> ASSIGNMENT
Output the line with "A point set on every instance of the white lamp" and every line below it until the listing ends, exactly as written and with nothing added.

> LISTED ENTRIES
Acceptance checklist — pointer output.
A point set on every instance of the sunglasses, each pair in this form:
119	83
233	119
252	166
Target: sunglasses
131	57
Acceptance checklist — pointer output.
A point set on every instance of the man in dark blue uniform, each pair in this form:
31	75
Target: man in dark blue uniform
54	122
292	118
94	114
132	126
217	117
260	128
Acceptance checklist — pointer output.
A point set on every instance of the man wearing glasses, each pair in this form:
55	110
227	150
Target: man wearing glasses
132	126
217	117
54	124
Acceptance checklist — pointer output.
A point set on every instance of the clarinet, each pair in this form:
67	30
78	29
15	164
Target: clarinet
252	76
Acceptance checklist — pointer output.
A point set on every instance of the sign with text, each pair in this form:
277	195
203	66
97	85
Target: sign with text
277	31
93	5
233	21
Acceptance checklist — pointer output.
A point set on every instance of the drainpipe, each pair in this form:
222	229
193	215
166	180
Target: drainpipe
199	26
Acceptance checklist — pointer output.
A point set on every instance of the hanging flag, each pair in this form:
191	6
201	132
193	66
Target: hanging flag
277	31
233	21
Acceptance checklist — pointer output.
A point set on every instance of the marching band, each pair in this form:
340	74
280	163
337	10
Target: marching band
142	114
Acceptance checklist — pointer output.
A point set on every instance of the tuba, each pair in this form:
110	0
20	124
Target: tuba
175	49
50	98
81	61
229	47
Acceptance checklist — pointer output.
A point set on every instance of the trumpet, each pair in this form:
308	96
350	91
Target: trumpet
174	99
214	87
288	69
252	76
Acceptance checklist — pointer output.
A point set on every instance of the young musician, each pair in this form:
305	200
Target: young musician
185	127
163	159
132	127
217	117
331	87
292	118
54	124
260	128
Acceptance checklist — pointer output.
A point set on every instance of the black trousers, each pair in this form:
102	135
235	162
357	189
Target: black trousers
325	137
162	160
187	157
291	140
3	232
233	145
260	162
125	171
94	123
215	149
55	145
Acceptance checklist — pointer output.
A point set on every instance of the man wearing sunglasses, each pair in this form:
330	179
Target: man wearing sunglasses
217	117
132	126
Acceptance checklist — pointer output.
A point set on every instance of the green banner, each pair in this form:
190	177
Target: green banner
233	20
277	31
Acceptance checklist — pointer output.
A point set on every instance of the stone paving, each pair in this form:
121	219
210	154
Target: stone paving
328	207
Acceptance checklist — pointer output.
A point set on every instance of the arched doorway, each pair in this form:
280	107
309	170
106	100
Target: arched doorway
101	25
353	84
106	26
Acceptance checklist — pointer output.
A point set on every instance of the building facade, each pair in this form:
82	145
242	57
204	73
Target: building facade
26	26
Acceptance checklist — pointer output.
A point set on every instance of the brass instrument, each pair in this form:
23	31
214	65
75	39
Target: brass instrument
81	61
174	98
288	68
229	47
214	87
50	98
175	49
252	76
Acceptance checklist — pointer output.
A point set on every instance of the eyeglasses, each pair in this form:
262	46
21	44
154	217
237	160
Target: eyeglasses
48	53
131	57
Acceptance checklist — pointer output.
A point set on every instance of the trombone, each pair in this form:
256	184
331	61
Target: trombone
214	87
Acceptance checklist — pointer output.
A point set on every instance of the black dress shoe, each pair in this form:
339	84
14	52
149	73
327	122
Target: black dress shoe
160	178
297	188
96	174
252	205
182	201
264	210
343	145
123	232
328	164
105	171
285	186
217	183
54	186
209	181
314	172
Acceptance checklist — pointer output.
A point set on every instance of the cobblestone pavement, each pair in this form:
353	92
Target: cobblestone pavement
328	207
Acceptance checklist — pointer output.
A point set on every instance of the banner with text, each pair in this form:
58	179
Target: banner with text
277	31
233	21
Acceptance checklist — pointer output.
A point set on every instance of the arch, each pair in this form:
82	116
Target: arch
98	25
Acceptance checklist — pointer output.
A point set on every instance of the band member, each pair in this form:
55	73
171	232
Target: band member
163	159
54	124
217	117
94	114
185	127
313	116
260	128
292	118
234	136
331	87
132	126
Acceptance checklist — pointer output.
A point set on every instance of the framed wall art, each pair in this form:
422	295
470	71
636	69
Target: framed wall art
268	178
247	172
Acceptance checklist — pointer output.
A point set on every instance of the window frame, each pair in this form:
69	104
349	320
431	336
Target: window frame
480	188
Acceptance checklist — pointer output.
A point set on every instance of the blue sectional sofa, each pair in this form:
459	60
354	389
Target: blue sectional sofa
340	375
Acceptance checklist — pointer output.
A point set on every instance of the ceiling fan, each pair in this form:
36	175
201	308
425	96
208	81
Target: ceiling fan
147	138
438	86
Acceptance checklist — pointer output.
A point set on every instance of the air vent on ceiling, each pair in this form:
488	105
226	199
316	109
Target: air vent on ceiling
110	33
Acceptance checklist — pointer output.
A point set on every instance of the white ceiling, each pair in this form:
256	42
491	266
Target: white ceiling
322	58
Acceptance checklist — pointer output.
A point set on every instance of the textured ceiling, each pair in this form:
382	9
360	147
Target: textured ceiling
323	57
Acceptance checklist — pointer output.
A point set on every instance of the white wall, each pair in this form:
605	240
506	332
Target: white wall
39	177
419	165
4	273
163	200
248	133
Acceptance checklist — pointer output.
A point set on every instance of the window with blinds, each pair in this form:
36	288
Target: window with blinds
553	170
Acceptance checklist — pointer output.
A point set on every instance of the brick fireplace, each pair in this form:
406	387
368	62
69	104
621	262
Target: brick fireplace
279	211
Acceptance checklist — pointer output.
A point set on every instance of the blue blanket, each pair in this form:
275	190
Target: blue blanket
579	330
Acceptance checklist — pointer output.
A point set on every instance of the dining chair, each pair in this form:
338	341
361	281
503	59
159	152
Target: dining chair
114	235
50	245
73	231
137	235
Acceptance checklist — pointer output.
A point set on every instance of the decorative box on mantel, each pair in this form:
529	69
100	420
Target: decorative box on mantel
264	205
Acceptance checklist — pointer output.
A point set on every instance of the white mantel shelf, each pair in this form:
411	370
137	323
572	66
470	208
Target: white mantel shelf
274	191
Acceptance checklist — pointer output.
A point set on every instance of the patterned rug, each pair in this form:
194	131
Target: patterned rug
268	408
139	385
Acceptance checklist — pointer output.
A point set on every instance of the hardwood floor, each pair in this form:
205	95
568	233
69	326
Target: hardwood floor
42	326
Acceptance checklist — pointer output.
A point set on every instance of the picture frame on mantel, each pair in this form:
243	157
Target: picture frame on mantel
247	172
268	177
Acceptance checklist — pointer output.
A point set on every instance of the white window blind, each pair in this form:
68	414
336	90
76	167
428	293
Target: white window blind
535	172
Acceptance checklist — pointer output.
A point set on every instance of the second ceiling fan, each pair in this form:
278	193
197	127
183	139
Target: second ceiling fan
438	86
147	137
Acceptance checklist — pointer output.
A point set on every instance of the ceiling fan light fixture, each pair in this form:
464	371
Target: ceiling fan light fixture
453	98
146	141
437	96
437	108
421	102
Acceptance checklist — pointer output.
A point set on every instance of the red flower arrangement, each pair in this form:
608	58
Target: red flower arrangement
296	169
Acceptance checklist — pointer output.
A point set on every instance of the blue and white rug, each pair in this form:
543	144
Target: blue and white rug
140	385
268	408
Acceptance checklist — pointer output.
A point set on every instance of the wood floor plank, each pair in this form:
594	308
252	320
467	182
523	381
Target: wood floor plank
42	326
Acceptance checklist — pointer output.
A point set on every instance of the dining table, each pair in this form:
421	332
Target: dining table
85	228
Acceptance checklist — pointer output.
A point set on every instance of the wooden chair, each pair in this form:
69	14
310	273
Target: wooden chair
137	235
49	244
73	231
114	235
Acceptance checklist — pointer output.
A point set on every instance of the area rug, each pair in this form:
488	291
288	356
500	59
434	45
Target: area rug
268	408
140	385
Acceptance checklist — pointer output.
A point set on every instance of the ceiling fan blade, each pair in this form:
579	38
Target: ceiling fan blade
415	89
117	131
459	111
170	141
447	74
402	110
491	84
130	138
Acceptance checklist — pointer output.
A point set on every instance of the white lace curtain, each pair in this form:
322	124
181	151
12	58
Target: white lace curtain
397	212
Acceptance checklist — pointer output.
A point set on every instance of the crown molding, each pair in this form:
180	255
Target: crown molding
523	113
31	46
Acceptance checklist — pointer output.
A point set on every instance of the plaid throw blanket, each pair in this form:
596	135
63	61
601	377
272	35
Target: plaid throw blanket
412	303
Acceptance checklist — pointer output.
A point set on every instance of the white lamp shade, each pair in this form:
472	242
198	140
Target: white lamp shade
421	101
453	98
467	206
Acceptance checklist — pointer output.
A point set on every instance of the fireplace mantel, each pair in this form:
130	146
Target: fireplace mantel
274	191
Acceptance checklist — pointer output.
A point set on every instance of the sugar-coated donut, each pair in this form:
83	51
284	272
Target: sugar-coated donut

> YOUR RESPONSE
A point set on every instance of the white lamp shade, each pair in this form:
472	242
198	140
Target: white lamp shade
421	101
453	98
467	206
Acceptance checklist — pointer output.
A point set on every instance of the fireplace mantel, each pair in this form:
130	146
Target: fireplace mantel
274	191
Acceptance checklist — pointer output.
A point set on every instance of the sugar-coated donut, each pair in this form:
83	51
284	272
Target: sugar-coated donut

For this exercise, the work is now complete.